→ The exercise: Count the lines in the rows below that contain the string "asphalt". Reply with the number alone.

== Dataset excerpts ==

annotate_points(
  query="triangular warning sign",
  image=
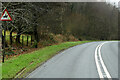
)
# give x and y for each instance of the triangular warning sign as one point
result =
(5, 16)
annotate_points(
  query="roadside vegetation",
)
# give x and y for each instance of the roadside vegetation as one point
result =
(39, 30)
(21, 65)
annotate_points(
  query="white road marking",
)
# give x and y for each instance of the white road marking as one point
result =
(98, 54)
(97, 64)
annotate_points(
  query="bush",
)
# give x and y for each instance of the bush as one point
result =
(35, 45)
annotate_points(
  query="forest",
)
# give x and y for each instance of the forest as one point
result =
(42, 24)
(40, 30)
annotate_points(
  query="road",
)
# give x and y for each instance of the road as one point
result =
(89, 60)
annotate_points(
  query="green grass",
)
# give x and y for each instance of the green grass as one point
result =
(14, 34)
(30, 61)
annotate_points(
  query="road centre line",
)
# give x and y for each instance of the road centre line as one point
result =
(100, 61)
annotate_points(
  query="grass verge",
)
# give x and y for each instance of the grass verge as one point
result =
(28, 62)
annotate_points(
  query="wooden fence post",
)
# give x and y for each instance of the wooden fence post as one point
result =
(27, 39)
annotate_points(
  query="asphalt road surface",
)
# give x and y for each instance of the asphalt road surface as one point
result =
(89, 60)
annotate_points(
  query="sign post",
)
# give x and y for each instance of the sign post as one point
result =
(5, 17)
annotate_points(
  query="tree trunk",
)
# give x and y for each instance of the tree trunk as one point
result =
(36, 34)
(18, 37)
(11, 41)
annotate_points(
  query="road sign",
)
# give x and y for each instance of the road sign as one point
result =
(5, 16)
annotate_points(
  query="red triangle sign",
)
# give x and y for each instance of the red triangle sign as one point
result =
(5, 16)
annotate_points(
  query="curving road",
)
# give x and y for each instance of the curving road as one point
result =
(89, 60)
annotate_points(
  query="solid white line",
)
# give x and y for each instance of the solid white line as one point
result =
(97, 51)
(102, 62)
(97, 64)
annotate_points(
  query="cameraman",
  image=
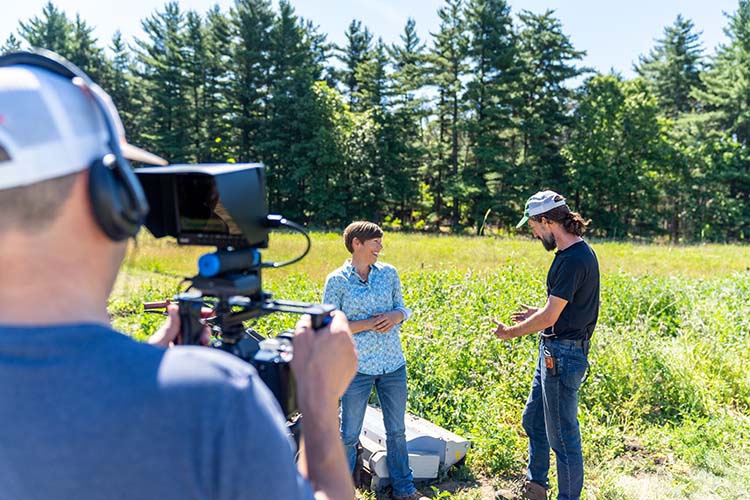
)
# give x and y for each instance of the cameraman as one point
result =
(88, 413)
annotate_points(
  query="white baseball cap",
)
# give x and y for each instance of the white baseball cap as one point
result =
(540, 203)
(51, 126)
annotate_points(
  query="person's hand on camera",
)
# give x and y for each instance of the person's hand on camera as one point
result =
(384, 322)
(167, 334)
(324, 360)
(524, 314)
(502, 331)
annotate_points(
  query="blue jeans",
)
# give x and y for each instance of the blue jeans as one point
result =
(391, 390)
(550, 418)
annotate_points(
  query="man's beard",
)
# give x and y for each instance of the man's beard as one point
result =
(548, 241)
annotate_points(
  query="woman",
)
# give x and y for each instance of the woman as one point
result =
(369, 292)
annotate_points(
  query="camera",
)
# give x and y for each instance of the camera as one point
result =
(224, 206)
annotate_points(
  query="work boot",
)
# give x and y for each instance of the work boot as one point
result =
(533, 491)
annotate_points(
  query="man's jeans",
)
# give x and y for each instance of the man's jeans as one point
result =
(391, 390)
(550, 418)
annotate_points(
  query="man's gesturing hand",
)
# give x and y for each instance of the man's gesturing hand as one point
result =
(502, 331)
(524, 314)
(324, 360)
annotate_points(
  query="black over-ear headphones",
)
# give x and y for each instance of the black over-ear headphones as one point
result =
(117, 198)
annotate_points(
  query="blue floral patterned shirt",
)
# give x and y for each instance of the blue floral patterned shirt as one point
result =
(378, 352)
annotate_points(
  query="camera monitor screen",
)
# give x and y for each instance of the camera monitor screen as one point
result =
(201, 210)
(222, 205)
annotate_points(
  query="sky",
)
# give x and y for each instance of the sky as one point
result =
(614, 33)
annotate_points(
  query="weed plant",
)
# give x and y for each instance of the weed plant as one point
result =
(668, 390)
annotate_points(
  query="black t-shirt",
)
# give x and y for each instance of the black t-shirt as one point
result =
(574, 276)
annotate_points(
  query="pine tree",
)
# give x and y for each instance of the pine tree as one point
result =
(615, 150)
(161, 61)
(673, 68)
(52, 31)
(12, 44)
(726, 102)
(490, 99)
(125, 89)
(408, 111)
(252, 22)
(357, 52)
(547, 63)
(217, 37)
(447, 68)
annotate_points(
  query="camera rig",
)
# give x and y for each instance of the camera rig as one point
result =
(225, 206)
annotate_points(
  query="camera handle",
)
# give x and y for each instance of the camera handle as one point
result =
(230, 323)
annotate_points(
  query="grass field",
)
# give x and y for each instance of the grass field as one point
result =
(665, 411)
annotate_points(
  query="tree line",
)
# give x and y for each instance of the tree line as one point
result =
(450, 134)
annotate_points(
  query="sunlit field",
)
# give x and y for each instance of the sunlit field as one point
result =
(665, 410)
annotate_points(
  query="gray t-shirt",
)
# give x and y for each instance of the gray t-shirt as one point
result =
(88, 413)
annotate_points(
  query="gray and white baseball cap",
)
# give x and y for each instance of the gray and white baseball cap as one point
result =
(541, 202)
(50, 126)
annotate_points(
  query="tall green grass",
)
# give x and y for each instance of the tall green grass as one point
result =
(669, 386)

===

→ Final result: 2